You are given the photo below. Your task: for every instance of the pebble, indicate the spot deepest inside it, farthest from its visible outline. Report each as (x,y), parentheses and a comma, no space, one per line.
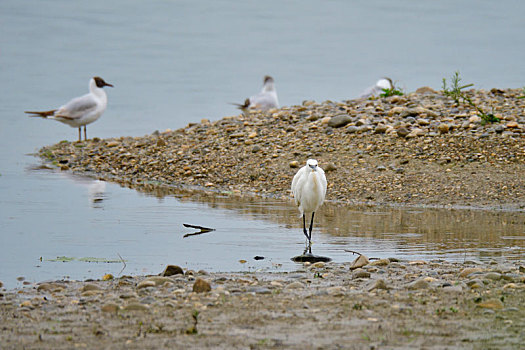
(469,270)
(171,270)
(360,261)
(295,285)
(419,284)
(201,286)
******
Every line above should be printed again word for word, without its pictures.

You are given the photo below. Your task: for every instance of the pebble, indicate the spot deepest inside it, farthest from its visible outline. Report each as (x,y), parentheses and a comma, no space, one per line.
(469,270)
(171,270)
(360,261)
(295,285)
(419,284)
(201,286)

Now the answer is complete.